* _Task goal_:
Extract every line of the records below that contains the string "pink", treating uppercase and lowercase letters as distinct.

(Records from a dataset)

==========

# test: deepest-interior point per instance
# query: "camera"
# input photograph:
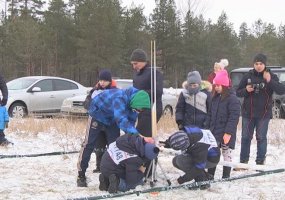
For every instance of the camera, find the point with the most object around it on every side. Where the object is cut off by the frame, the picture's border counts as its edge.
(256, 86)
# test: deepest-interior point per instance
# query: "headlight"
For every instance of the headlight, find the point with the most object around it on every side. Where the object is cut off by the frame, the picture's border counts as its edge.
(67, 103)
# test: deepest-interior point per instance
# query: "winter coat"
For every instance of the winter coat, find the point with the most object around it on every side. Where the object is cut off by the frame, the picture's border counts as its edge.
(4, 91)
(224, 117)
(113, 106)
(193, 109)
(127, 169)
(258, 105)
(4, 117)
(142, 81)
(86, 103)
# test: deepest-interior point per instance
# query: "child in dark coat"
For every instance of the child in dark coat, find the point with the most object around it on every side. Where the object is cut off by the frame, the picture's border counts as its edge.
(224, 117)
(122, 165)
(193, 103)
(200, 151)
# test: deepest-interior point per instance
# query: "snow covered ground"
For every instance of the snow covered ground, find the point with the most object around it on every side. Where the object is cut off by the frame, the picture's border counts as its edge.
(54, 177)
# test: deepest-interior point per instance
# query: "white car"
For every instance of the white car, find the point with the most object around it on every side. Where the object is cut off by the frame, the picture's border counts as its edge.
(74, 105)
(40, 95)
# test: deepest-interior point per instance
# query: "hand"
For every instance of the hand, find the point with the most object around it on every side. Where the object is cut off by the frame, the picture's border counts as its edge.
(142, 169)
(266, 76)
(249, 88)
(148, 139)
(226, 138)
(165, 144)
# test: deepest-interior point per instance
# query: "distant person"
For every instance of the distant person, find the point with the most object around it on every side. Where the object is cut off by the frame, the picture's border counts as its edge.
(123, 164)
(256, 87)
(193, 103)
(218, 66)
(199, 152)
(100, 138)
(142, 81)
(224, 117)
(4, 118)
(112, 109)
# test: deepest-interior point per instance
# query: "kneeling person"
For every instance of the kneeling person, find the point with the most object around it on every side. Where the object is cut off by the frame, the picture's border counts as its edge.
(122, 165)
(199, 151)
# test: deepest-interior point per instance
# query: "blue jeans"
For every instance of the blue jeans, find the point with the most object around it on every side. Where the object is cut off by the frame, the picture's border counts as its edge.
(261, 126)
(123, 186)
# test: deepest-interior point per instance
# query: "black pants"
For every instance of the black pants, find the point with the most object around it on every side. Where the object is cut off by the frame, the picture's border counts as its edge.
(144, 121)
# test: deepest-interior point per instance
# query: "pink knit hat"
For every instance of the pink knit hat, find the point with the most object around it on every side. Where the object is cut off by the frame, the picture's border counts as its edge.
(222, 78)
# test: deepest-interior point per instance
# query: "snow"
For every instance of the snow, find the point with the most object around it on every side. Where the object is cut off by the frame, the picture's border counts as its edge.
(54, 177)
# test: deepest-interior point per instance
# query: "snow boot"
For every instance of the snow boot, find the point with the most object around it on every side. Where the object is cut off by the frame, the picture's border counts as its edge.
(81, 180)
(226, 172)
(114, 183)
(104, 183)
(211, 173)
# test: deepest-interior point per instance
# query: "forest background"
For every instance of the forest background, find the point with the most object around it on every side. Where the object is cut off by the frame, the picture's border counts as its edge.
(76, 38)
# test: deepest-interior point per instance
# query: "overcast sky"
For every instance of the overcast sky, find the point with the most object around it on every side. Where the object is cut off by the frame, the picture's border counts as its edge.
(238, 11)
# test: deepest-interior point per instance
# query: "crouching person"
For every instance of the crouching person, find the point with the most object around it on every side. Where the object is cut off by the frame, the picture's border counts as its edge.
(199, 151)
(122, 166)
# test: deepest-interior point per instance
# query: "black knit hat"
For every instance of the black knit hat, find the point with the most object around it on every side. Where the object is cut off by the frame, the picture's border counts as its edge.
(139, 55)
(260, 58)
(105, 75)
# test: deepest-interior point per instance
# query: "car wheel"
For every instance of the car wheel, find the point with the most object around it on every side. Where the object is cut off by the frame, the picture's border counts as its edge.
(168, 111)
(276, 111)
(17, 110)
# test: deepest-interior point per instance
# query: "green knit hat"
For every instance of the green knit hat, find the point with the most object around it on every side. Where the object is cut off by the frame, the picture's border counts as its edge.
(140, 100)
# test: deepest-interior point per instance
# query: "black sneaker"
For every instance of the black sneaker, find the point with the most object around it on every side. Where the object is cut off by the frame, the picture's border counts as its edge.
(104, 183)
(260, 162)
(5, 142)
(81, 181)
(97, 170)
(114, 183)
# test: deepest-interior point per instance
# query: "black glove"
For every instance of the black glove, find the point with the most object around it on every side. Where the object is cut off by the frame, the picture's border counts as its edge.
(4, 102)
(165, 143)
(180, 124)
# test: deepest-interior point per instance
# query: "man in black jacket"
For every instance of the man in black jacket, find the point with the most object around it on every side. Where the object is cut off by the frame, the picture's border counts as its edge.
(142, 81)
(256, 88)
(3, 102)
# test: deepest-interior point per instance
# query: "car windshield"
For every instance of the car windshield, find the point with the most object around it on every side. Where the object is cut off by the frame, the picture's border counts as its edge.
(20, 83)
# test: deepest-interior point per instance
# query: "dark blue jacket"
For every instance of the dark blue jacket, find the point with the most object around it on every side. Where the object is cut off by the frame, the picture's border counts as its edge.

==========

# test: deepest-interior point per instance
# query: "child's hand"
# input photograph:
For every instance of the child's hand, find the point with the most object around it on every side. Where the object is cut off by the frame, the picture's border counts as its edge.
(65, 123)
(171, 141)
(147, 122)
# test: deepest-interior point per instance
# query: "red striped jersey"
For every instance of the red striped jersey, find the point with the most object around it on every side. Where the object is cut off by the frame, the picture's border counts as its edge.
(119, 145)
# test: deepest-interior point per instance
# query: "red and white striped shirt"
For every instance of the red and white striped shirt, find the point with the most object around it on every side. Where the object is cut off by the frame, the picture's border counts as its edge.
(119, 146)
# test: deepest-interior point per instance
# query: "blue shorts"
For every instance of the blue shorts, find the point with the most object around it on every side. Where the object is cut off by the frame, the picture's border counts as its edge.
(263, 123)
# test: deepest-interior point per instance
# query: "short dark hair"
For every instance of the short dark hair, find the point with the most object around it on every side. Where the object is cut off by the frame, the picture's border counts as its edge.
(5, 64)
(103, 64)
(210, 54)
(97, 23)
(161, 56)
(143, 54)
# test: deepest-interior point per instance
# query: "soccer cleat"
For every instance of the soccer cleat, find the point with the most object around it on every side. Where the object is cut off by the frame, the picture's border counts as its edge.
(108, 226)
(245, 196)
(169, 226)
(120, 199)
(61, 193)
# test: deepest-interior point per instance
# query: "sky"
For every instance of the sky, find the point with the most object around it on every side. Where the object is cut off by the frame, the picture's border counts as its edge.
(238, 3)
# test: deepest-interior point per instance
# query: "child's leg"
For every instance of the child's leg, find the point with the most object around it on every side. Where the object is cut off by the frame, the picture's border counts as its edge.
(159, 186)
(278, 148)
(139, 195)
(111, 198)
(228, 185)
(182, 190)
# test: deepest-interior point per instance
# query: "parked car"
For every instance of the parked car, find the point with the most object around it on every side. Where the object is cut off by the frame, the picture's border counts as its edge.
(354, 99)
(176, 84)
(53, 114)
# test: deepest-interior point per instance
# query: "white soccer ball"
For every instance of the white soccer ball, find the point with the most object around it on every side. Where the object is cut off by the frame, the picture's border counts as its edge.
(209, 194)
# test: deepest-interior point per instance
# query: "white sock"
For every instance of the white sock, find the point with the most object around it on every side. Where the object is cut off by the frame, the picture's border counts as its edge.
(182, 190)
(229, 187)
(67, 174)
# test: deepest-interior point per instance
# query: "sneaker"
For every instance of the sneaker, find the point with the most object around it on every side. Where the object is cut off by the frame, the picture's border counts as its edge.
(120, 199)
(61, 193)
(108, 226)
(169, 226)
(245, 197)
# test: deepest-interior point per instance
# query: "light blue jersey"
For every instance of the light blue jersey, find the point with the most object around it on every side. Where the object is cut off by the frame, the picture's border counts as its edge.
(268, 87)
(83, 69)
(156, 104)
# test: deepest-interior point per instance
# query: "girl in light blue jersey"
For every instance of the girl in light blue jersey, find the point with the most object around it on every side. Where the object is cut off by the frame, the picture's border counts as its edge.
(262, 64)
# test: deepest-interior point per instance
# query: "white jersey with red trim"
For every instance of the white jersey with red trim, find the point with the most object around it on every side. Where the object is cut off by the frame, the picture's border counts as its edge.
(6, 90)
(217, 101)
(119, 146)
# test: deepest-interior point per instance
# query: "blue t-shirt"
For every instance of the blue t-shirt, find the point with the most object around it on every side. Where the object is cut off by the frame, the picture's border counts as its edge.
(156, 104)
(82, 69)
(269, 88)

==========

* _Written answer_:
# query: "pink knit hat"
For every instance of the pink knit hat, find the point with the most object around it on every side. Where the object is cut off by the frame, the picture's border counts as its edge.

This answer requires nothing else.